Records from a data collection
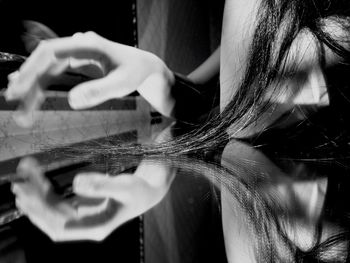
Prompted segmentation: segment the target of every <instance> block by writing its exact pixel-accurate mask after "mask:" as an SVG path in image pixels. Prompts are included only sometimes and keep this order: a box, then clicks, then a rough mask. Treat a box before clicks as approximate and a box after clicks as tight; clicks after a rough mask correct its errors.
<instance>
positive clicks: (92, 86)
mask: <svg viewBox="0 0 350 263" xmlns="http://www.w3.org/2000/svg"><path fill="white" fill-rule="evenodd" d="M259 3H260V1H259V0H229V1H226V6H225V15H224V21H223V33H222V42H221V48H220V50H218V51H217V52H216V53H215V57H214V58H213V60H212V62H213V63H212V62H210V63H212V64H213V65H215V69H213V70H212V68H211V67H210V68H211V69H210V72H215V71H216V70H217V66H216V65H217V64H218V63H219V62H220V84H221V102H220V108H221V109H223V108H224V107H225V106H226V105H227V103H228V101H229V100H228V99H229V98H231V96H232V94H233V93H234V92H235V91H236V88H237V87H238V84H239V83H240V81H241V79H242V76H243V73H244V67H245V65H246V64H247V54H248V53H247V52H248V50H247V48H248V47H249V44H250V42H251V39H252V33H253V30H254V23H255V21H254V17H255V14H256V11H257V7H258V5H259ZM252 18H253V19H252ZM304 42H305V43H304ZM303 43H304V44H303ZM310 43H311V45H310ZM296 45H301V46H302V48H303V51H304V52H300V50H299V49H295V50H296V51H297V50H298V52H297V53H295V54H300V56H299V57H298V56H292V57H293V58H294V61H293V60H291V63H294V62H295V60H297V61H298V62H299V64H300V65H301V68H303V66H305V65H309V64H311V65H312V66H311V67H307V68H308V72H307V75H306V78H307V79H308V78H309V77H310V76H312V74H313V73H314V71H317V70H318V69H319V66H318V65H317V63H315V61H314V52H315V50H314V47H313V45H312V41H310V40H308V36H307V34H306V35H305V36H302V37H301V38H300V42H298V43H296ZM292 49H293V48H292ZM219 53H220V59H218V57H217V56H219ZM72 58H73V59H74V60H78V61H79V60H85V61H86V60H87V61H89V60H93V61H97V62H98V67H100V69H101V71H102V72H103V73H104V74H105V76H104V77H103V78H100V79H97V80H92V81H89V82H85V83H82V84H79V85H77V86H76V87H74V88H73V89H72V90H71V91H70V92H69V95H68V98H69V104H70V106H71V107H72V108H73V109H82V108H89V107H92V106H95V105H97V104H100V103H102V102H104V101H106V100H108V99H111V98H119V97H123V96H126V95H128V94H130V93H132V92H133V91H135V90H137V91H138V92H139V93H140V94H141V96H143V97H144V98H145V99H146V100H147V101H148V102H149V103H150V104H151V105H152V106H153V107H154V108H155V109H157V110H158V111H159V112H160V113H162V114H163V115H165V116H171V112H172V110H173V107H174V104H175V101H174V98H172V97H171V92H170V91H171V88H172V86H173V84H174V75H173V73H172V72H171V71H170V70H169V68H168V67H167V66H166V65H165V64H164V62H163V61H161V60H160V59H159V58H158V57H156V56H155V55H153V54H151V53H148V52H145V51H142V50H139V49H135V48H133V47H129V46H125V45H121V44H118V43H114V42H111V41H108V40H106V39H104V38H102V37H100V36H98V35H97V34H95V33H92V32H88V33H84V34H77V35H75V36H73V37H67V38H61V39H53V40H48V41H45V42H42V43H41V44H40V45H39V47H38V48H37V49H36V50H35V51H34V52H33V54H32V55H31V56H30V57H29V59H28V60H27V61H26V62H25V63H24V64H23V66H22V67H21V68H20V70H19V72H17V73H14V74H13V75H11V76H10V77H9V80H10V82H9V86H8V89H7V91H6V97H7V99H9V100H11V99H20V100H22V102H23V104H24V111H23V112H22V114H20V116H19V118H18V121H19V123H20V124H21V121H22V124H23V125H27V126H28V125H30V124H31V123H30V121H29V123H28V122H26V118H25V117H26V116H29V115H30V113H31V112H32V111H34V110H36V109H38V108H39V106H40V103H41V102H42V98H43V97H44V90H45V87H46V80H47V79H48V78H50V77H51V76H55V75H58V74H61V73H62V72H63V71H64V70H66V69H68V68H69V67H71V61H72ZM204 71H205V72H208V71H207V70H206V69H205V70H204ZM303 73H304V71H303ZM196 74H197V73H196V72H194V73H193V74H192V76H191V75H190V78H194V80H195V79H199V81H198V82H201V81H202V78H200V77H197V76H196ZM208 74H209V73H208ZM289 81H290V83H287V85H288V84H294V83H293V82H294V81H295V80H293V79H291V80H289ZM303 85H305V87H303V89H304V88H305V89H307V88H308V85H310V82H309V81H305V82H304V84H303ZM281 88H283V87H281ZM282 102H283V101H282ZM287 104H288V105H289V104H293V103H290V102H289V101H288V103H287ZM23 116H24V118H23ZM268 124H269V122H268V121H267V122H265V123H264V125H263V126H259V125H257V127H252V128H251V130H249V131H244V132H242V134H241V136H244V135H247V134H251V133H253V132H257V131H259V130H261V129H262V128H264V127H266V125H268ZM235 135H237V134H235ZM26 165H27V164H25V163H24V164H23V167H24V168H23V167H22V168H21V166H20V171H21V172H20V173H22V174H24V175H25V176H26V177H29V178H30V180H28V181H27V182H26V183H21V184H14V186H13V191H14V193H15V194H16V196H17V206H18V207H19V208H20V209H21V210H22V211H23V212H24V213H25V214H26V215H27V216H28V217H29V219H31V221H32V222H33V223H34V224H36V225H37V226H38V227H39V228H41V229H42V230H43V231H44V232H45V233H47V234H48V235H49V236H50V237H51V238H52V239H53V240H57V241H62V240H80V239H90V240H101V239H103V238H105V237H106V236H107V235H108V234H109V233H111V232H112V231H113V230H114V229H115V228H116V227H118V226H119V225H120V224H122V223H124V222H126V221H127V220H129V219H131V218H134V217H136V216H138V215H140V214H142V213H143V212H145V211H147V210H149V209H150V208H152V207H153V206H154V205H156V204H157V203H158V202H159V201H160V200H161V199H162V198H163V197H164V196H165V194H166V192H167V190H168V189H169V187H170V184H171V182H172V179H173V177H174V174H175V172H174V171H173V170H172V169H171V168H170V167H168V166H164V165H155V164H151V163H144V164H141V165H140V166H139V167H138V169H137V171H136V172H135V174H136V176H130V175H122V176H118V177H109V176H107V177H106V176H105V175H102V174H93V175H90V176H86V175H77V177H76V179H75V180H74V184H73V186H74V191H75V193H76V194H78V195H82V196H89V197H96V198H103V199H105V200H109V201H106V202H104V203H102V204H101V205H99V206H96V207H84V205H78V206H76V205H72V204H70V203H65V202H63V201H60V200H59V199H57V197H55V196H52V193H51V192H50V186H49V185H48V182H47V181H45V179H44V177H43V176H42V175H41V173H40V171H39V170H35V169H34V171H33V170H32V171H31V169H29V168H28V166H26ZM27 168H28V169H27ZM26 169H27V170H28V171H23V170H26ZM150 172H151V173H150ZM135 174H134V175H135ZM149 174H153V175H152V176H150V175H149ZM155 174H156V176H154V175H155ZM81 178H84V179H83V180H81ZM91 189H95V190H96V189H98V191H94V190H91ZM121 189H122V191H120V190H121ZM222 195H223V204H222V206H223V212H222V213H223V227H224V236H225V244H226V252H227V257H228V259H229V262H242V261H240V260H241V259H242V258H245V259H247V260H248V259H249V260H250V262H254V257H253V255H252V251H253V247H252V245H251V244H250V243H249V242H248V241H249V233H248V235H247V233H244V232H243V233H242V232H241V229H242V228H244V227H242V226H240V225H239V224H235V221H234V220H231V219H232V218H237V217H239V214H240V213H239V211H238V210H232V209H229V208H230V207H232V204H230V203H229V202H226V201H227V200H229V198H225V195H227V193H226V192H225V191H223V192H222ZM130 196H133V198H128V197H130ZM30 200H36V201H37V202H39V203H40V205H39V206H37V208H35V207H33V206H32V205H31V202H30ZM141 200H142V202H141ZM116 202H119V203H121V204H122V207H123V209H120V207H119V206H115V205H113V204H114V203H116ZM77 207H78V208H77ZM38 208H39V209H38ZM45 209H46V211H47V213H46V214H44V215H43V213H42V210H45ZM79 211H80V212H79ZM81 211H84V212H81ZM87 211H88V212H87ZM101 211H102V212H101ZM103 211H105V212H106V213H107V214H108V215H109V216H110V215H112V216H110V220H107V221H106V220H101V221H98V220H97V221H96V224H95V225H94V226H91V225H90V224H86V217H87V216H89V215H96V216H97V219H98V216H99V215H102V216H103V215H104V214H103V213H104V212H103ZM57 215H58V216H57ZM53 218H55V219H56V220H50V219H53ZM72 221H73V222H75V223H74V224H73V226H72V224H69V223H68V222H72ZM247 236H248V237H247ZM239 238H241V239H242V240H248V241H247V242H242V243H240V244H241V245H242V246H244V248H240V247H238V246H236V247H235V246H232V244H233V243H234V242H235V240H237V239H239ZM242 253H243V254H242ZM247 260H246V261H245V262H249V261H247Z"/></svg>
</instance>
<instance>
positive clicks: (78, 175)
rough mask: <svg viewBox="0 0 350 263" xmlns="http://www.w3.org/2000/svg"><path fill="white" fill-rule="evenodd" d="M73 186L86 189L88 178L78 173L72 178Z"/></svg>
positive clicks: (74, 187) (88, 179) (79, 188)
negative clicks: (72, 179) (72, 180)
mask: <svg viewBox="0 0 350 263" xmlns="http://www.w3.org/2000/svg"><path fill="white" fill-rule="evenodd" d="M73 186H74V188H77V189H82V188H84V189H87V188H89V187H90V180H89V179H88V178H87V177H86V176H84V175H78V176H76V177H75V178H74V181H73Z"/></svg>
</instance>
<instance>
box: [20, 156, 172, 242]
mask: <svg viewBox="0 0 350 263" xmlns="http://www.w3.org/2000/svg"><path fill="white" fill-rule="evenodd" d="M37 167H38V166H37V164H36V163H34V162H33V161H32V160H29V161H28V160H26V159H25V160H23V161H22V162H21V163H20V165H19V169H18V171H19V174H20V175H22V176H23V177H24V178H25V180H24V182H21V183H16V184H14V185H13V192H14V193H15V195H16V204H17V207H18V208H19V209H20V210H21V211H22V212H23V213H24V214H25V215H27V216H28V218H29V219H30V220H31V221H32V222H33V224H35V225H36V226H38V227H39V228H40V229H41V230H42V231H44V232H45V233H46V234H47V235H48V236H49V237H50V238H51V239H52V240H54V241H65V240H95V241H98V240H102V239H104V238H105V237H106V236H107V235H109V234H110V233H111V232H112V231H113V230H114V229H115V228H117V227H118V226H120V225H121V224H123V223H125V222H126V221H128V220H130V219H132V218H134V217H137V216H139V215H140V214H142V213H144V212H146V211H147V210H149V209H150V208H152V207H153V206H154V205H156V204H157V203H158V202H160V201H161V199H162V198H163V197H164V196H165V194H166V193H167V191H168V189H169V186H170V184H171V182H172V179H173V176H174V171H173V170H172V169H171V168H169V167H167V166H165V165H162V164H160V163H158V164H157V163H152V162H145V161H144V162H142V163H141V164H140V166H139V167H138V168H137V170H136V172H135V173H134V174H122V175H118V176H116V177H109V176H106V175H103V174H98V173H89V174H80V175H78V176H77V177H76V178H75V180H74V183H73V190H74V192H75V193H76V194H77V197H76V198H75V199H74V200H69V201H67V200H62V199H60V198H59V197H58V196H57V195H55V194H54V193H53V191H52V189H51V186H50V184H49V182H48V181H47V179H45V178H44V177H43V176H42V173H41V172H40V170H39V169H38V168H37ZM91 198H92V199H93V200H98V199H99V200H101V199H102V200H104V201H103V202H100V203H99V204H98V205H91V203H90V204H87V203H88V202H87V200H89V199H90V200H91Z"/></svg>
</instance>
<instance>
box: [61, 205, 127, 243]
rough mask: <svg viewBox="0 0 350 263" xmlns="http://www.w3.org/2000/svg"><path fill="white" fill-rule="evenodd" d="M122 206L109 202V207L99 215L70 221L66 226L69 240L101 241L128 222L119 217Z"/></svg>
mask: <svg viewBox="0 0 350 263" xmlns="http://www.w3.org/2000/svg"><path fill="white" fill-rule="evenodd" d="M120 209H121V206H120V204H118V203H117V202H115V201H113V200H109V201H108V204H107V207H106V208H105V209H104V210H103V211H101V212H100V213H98V214H94V215H89V216H84V217H82V218H80V219H78V220H70V221H68V222H67V223H66V225H65V230H66V231H65V235H66V238H67V239H71V240H74V239H89V240H96V241H100V240H103V239H104V238H106V237H107V236H108V235H109V234H110V233H111V232H112V231H113V230H114V229H115V228H116V227H118V226H119V225H121V224H122V223H124V222H125V221H126V220H125V219H124V218H122V217H121V216H119V214H120V213H121V211H120Z"/></svg>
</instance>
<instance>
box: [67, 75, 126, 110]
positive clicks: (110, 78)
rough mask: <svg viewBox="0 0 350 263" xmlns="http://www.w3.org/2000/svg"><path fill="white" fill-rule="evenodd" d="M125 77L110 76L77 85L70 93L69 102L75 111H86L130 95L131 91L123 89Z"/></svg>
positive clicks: (120, 76) (69, 95)
mask: <svg viewBox="0 0 350 263" xmlns="http://www.w3.org/2000/svg"><path fill="white" fill-rule="evenodd" d="M123 78H124V75H123V74H122V73H121V72H119V73H118V74H109V75H107V76H106V77H104V78H101V79H96V80H91V81H87V82H84V83H82V84H79V85H77V86H76V87H75V88H73V89H72V90H71V91H70V92H69V93H68V102H69V105H70V106H71V107H72V108H73V109H84V108H89V107H93V106H96V105H98V104H101V103H103V102H105V101H107V100H109V99H111V98H118V97H123V96H126V95H128V94H129V93H130V92H131V91H129V90H128V89H127V88H125V86H124V87H123V85H125V84H124V81H123Z"/></svg>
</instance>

TASK PROMPT> Rewrite the listing from its beginning through the line containing "positive clicks: (92, 86)", replacing "clicks" with "points" and leaving everything else unchanged. Do not include the pictures in your answer.

SOLUTION TO THIS EXERCISE>
Prompted segmentation: segment the target of every <instance> block by writing its exact pixel-accurate mask after "mask:" as an SVG path in image pixels. Prompts are included only sometimes and keep this order: a box, then points, then a rough mask. Treat a box before points as approximate and a box after points as tight; points after a rough mask correct its errors.
<instance>
positive points: (92, 86)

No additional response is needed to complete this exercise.